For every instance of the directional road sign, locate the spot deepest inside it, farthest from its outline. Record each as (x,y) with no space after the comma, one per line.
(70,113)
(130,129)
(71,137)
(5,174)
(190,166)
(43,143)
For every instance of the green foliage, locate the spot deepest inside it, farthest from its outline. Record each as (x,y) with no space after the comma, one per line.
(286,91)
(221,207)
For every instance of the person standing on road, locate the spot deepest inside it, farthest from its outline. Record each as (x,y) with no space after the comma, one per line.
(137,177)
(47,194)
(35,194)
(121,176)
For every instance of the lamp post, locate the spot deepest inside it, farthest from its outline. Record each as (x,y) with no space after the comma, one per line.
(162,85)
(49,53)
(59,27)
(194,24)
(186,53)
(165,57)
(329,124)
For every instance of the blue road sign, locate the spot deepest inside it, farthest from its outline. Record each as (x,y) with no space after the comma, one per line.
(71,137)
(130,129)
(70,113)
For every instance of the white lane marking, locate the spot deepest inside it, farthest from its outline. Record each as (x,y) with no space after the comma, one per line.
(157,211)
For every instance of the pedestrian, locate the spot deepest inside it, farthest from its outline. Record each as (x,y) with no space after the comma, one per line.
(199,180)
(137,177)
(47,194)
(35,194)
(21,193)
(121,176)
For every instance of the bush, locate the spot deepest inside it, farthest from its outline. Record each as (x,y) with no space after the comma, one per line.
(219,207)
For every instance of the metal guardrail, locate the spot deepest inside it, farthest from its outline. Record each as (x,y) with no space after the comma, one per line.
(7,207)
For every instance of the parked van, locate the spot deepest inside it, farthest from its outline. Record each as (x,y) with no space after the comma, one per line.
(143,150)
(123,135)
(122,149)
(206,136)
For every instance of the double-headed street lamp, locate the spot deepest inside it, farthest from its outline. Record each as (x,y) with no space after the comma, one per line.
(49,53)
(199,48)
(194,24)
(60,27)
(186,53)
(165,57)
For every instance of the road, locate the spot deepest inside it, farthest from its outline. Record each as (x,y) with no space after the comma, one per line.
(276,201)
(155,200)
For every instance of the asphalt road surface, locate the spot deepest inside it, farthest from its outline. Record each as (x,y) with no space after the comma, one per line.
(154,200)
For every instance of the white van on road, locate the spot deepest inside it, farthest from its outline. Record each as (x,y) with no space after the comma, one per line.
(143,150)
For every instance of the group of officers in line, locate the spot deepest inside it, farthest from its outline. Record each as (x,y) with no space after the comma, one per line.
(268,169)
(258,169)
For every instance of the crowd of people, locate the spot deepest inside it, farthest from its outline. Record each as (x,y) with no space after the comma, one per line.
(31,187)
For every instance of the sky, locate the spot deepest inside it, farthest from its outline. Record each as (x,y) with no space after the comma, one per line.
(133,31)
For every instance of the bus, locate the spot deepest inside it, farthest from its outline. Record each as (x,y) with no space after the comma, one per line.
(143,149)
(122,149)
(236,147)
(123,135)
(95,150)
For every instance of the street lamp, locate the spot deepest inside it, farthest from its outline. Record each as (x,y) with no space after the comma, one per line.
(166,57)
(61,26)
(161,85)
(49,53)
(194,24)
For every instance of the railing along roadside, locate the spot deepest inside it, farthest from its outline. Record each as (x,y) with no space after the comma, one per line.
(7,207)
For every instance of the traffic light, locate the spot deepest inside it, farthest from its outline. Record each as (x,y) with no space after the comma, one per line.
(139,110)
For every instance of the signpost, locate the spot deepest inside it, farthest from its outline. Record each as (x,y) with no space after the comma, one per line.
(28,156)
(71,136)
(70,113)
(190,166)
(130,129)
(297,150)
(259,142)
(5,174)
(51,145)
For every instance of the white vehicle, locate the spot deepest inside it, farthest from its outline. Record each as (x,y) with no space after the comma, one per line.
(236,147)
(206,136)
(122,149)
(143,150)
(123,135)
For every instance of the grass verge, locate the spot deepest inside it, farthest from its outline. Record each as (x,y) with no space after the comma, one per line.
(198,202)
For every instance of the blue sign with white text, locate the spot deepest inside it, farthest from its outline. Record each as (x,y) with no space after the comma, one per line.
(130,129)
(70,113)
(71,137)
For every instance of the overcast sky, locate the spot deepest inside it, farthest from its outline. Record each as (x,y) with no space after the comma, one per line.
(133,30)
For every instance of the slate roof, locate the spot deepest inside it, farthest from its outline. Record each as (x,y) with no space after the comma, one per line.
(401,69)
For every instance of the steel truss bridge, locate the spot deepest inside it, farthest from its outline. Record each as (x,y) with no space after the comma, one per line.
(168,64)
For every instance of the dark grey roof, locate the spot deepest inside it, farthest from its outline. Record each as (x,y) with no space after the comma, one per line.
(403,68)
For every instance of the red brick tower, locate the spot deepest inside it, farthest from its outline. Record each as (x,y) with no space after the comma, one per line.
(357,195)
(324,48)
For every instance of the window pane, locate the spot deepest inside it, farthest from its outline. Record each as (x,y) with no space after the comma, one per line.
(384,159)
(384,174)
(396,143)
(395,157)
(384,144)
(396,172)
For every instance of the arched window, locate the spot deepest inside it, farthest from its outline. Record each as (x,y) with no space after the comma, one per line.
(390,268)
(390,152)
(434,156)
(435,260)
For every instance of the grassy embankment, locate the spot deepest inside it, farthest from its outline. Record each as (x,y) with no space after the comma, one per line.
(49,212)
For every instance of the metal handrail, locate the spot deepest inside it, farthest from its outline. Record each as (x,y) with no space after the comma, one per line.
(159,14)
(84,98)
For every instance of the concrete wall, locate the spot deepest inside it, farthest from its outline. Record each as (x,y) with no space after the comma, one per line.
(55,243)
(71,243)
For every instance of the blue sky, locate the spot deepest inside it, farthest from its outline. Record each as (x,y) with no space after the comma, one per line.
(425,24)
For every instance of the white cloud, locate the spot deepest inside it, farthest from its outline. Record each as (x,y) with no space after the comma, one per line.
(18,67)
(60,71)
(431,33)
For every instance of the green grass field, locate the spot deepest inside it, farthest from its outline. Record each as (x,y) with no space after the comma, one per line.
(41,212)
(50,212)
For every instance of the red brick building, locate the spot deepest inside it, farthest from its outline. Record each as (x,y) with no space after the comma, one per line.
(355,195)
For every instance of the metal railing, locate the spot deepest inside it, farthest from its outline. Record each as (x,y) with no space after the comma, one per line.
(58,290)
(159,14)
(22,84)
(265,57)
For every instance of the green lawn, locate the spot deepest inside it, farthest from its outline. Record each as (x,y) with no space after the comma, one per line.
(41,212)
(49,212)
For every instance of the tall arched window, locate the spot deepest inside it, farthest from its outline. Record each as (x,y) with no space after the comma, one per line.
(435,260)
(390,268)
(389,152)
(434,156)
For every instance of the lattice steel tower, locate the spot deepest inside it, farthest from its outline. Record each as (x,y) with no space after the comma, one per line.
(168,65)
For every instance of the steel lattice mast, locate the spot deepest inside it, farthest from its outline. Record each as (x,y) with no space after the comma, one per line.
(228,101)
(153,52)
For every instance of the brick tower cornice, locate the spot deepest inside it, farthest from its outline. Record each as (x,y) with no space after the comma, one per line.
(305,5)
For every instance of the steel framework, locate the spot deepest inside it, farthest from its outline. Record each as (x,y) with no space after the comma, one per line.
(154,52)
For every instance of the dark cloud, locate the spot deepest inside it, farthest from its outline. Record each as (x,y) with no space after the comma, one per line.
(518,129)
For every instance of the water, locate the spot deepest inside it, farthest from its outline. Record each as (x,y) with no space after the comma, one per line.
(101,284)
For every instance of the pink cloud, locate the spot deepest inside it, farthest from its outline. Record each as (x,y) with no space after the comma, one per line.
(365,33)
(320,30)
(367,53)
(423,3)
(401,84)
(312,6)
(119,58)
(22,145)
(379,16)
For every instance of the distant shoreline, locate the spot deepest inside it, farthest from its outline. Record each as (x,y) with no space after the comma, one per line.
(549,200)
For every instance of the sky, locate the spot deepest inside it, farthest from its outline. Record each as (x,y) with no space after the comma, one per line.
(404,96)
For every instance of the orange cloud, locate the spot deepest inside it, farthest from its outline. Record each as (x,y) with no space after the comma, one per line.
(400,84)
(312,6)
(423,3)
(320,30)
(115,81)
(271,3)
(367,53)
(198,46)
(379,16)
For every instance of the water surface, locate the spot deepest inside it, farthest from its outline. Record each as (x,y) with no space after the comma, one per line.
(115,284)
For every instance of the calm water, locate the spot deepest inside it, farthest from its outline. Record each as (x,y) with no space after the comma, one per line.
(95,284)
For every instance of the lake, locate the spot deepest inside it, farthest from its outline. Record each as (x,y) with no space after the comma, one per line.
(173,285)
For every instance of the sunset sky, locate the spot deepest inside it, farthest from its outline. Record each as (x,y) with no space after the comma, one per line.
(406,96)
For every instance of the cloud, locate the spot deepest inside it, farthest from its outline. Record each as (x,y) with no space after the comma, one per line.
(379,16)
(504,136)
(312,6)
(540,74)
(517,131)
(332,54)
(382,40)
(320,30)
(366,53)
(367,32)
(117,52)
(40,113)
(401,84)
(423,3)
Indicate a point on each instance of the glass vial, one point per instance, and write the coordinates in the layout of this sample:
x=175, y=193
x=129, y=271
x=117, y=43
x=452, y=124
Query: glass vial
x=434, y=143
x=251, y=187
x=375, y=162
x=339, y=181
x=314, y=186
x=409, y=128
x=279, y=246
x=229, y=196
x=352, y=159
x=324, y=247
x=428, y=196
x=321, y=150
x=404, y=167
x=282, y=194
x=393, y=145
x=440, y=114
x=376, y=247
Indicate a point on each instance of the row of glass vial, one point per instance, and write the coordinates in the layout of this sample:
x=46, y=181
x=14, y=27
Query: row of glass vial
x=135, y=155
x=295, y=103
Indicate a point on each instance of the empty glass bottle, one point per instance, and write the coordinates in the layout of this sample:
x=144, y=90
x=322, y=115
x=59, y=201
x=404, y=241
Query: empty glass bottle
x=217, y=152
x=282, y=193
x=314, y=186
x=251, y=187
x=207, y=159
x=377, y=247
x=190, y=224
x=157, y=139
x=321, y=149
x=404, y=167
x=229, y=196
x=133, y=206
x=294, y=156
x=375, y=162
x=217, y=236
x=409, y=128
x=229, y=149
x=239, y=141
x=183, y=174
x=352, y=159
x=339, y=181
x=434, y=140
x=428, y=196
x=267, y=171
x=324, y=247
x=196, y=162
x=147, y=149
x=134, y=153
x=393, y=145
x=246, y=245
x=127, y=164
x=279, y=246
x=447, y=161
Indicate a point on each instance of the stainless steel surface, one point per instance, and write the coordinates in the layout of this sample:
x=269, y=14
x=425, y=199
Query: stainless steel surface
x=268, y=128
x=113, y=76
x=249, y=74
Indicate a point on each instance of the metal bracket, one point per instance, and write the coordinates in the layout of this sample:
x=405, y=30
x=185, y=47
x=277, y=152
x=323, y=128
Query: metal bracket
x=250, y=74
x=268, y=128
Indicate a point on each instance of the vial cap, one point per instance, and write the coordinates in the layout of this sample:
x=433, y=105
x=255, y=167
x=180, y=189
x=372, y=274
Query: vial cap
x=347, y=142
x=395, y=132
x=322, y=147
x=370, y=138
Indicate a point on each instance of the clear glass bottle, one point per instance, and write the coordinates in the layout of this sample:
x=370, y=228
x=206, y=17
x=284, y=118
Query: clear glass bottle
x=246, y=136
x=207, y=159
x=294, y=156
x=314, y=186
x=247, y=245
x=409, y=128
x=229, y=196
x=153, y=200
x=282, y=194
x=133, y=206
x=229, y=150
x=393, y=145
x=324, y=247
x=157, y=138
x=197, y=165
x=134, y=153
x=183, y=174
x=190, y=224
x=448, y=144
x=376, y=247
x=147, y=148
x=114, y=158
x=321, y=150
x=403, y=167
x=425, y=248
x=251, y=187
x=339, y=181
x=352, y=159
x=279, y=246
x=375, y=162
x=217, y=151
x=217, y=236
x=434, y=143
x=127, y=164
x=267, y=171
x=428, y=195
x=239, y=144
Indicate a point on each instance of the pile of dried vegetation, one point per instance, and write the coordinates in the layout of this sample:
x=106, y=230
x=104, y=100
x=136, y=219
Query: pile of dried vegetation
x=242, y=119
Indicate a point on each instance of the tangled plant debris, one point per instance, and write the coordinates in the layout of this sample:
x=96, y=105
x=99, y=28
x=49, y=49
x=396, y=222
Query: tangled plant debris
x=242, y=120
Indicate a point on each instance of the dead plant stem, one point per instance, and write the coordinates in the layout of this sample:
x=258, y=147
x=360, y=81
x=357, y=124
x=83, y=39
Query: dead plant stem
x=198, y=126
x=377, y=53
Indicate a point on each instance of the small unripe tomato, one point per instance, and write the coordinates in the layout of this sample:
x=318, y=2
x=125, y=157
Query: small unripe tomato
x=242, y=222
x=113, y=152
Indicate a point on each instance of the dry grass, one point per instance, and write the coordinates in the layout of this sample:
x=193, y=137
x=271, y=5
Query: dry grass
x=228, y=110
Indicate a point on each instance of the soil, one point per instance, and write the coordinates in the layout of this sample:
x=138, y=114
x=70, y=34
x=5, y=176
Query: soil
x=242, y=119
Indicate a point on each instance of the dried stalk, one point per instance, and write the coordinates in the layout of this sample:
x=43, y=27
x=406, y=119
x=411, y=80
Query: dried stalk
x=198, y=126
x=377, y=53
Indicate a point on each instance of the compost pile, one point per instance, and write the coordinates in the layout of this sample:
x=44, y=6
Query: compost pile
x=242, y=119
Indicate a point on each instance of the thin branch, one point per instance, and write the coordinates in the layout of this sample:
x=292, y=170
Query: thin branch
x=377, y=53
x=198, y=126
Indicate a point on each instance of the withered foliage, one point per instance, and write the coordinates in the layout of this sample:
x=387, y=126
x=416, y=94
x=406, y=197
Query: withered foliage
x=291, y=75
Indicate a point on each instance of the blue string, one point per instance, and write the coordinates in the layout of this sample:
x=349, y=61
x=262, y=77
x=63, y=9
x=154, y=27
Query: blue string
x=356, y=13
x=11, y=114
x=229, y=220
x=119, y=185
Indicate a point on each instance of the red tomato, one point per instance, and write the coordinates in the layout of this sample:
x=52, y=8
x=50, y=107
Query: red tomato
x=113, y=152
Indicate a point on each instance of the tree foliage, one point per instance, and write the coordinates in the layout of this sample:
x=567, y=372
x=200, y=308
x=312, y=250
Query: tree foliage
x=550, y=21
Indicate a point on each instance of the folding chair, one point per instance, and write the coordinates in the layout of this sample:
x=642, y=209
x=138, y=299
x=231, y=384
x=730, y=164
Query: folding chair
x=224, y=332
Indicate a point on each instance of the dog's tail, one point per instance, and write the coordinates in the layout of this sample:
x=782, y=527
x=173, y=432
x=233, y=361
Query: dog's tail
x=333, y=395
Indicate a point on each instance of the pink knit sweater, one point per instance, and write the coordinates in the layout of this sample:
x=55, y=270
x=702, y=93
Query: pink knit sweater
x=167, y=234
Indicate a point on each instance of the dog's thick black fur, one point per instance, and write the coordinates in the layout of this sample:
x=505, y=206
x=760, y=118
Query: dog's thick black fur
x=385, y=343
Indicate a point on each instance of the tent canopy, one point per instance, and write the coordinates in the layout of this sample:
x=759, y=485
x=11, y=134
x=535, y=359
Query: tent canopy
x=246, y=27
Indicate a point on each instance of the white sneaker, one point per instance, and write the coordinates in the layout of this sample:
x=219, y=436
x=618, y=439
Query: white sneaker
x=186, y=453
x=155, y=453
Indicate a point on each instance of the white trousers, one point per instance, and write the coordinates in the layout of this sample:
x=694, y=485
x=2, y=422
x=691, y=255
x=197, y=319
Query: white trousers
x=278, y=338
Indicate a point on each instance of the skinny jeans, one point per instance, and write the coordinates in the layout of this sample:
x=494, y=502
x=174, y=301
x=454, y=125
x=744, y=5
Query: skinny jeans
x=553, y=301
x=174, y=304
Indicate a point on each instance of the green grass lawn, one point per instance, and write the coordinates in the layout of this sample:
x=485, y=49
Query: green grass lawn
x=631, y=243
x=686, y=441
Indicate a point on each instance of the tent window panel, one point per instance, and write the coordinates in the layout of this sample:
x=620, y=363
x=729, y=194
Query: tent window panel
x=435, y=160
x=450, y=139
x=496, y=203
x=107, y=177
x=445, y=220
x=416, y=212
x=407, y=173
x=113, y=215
——
Task =>
Return, unchanged, the lines of the data above from the line with "Indicate a point on each instance of the dried" up to and including the line with "x=119, y=185".

Task solution =>
Indicate a point on each instance of the dried stalk, one point per instance, and write the coordinates in the layout of this sample:
x=43, y=27
x=406, y=119
x=411, y=80
Query: dried stalk
x=198, y=126
x=377, y=53
Indicate a point on each instance of the compost pile, one point per instance, and write the coordinates in the layout of this sample:
x=44, y=6
Query: compost pile
x=242, y=119
Indicate a point on each instance of the thin branch, one point per instance, and write the coordinates in the layout of this sample:
x=292, y=170
Query: thin branch
x=377, y=53
x=198, y=126
Indicate a point on each instance of the withered foliage, one point per instance, and write the coordinates in the layout of this sample:
x=387, y=126
x=416, y=94
x=406, y=197
Query: withered foliage
x=291, y=75
Indicate a point on each instance of the blue string, one point per instance, and write the coordinates in the layout of this sample:
x=349, y=61
x=262, y=77
x=63, y=9
x=154, y=27
Query: blue string
x=356, y=13
x=11, y=114
x=229, y=220
x=119, y=185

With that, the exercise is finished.